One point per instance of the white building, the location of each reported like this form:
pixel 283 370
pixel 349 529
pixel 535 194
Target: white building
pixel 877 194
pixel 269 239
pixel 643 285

□ □ □ □

TASK STATEMENT: Reproduce the data above verbatim, keeping every line in its original order.

SOLUTION TO THIS PROBLEM:
One point per instance of the white building, the location of each reported like this form:
pixel 283 370
pixel 349 529
pixel 535 194
Target: white building
pixel 877 194
pixel 269 239
pixel 643 285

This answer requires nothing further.